| Image entries about named regions |
□ □ □ □ □ □ □
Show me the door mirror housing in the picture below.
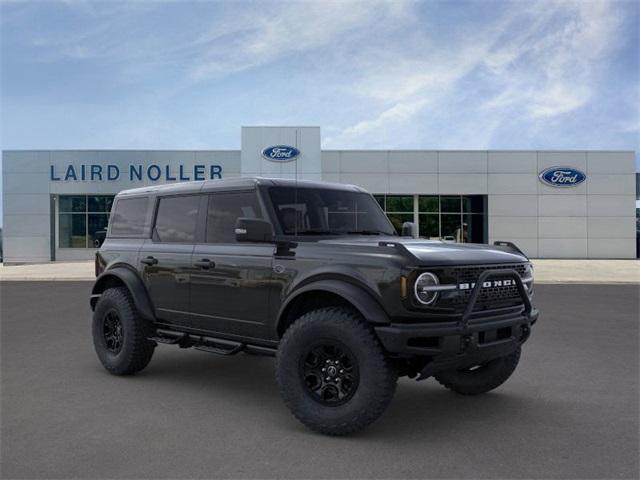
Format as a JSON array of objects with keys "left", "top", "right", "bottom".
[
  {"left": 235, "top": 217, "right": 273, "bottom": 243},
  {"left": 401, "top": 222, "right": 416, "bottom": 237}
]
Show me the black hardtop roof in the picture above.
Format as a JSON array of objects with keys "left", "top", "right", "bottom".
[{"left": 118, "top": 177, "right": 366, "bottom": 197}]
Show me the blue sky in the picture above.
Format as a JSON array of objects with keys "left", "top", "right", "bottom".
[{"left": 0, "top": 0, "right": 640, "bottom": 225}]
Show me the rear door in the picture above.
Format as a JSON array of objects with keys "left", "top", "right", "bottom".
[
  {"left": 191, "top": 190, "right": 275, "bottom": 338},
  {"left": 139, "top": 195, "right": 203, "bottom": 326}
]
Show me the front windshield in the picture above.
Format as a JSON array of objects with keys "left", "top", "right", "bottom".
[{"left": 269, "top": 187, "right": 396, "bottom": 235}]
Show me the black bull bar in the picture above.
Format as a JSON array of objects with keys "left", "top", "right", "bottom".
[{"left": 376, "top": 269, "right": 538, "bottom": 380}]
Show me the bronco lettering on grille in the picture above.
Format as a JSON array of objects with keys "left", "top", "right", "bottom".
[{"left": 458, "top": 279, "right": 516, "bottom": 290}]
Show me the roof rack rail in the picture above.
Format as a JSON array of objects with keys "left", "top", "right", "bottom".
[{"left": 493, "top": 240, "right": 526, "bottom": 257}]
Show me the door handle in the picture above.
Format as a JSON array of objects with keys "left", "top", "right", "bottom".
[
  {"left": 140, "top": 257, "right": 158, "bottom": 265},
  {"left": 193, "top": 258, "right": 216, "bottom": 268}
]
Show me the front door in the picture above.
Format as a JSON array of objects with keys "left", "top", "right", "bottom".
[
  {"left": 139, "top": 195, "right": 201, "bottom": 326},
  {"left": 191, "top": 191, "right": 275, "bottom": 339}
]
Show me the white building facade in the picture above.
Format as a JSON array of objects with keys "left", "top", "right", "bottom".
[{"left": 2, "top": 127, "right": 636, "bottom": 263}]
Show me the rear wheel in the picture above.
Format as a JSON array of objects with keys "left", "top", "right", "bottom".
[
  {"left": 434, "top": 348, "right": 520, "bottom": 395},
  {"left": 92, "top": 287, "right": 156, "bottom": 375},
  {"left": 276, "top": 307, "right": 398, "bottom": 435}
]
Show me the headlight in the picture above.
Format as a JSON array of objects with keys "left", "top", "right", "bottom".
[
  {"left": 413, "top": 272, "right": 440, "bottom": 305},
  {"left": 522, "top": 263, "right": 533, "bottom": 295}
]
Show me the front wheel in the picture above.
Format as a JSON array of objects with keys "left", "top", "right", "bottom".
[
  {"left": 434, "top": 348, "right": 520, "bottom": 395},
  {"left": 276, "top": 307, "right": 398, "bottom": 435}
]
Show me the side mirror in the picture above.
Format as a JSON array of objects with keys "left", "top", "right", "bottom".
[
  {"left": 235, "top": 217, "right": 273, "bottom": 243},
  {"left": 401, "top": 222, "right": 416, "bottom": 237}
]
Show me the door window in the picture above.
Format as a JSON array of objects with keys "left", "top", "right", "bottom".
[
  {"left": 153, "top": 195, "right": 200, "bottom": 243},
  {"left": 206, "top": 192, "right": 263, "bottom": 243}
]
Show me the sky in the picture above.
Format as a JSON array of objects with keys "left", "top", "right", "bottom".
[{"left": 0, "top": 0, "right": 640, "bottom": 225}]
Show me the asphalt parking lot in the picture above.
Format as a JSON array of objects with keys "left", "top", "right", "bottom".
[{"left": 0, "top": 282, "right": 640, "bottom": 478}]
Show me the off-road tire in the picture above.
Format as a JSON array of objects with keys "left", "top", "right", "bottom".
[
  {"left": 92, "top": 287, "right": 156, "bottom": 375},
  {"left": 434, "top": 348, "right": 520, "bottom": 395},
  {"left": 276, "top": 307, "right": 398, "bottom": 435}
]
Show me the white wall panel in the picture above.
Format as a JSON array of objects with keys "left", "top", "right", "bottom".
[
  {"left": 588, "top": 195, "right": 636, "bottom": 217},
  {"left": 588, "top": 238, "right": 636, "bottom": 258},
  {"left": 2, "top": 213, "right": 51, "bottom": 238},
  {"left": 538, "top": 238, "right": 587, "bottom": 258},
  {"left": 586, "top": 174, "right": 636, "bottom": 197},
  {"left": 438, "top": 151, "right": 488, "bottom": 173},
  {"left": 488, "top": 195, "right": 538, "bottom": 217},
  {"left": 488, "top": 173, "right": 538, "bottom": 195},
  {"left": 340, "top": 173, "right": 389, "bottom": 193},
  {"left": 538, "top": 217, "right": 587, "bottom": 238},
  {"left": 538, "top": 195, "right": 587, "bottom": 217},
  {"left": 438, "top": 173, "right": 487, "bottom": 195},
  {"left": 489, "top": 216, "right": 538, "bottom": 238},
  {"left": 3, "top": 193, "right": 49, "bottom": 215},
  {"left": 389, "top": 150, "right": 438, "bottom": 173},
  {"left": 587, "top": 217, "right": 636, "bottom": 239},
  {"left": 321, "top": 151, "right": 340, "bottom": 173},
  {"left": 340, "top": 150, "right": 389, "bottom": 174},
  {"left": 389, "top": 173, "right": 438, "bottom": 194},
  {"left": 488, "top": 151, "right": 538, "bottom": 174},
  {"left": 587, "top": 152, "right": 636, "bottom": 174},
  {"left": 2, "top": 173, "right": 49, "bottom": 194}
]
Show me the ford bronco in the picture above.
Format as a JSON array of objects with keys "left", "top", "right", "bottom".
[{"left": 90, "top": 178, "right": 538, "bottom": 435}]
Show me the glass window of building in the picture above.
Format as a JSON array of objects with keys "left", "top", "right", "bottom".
□ □ □ □ □ □ □
| Objective |
Report every line of the material above that contains the string "mirror", treating uppercase and lowercase letters as different.

| Response to this exercise |
Show me the door mirror housing in the picture below.
Show me the side mirror in the picture above.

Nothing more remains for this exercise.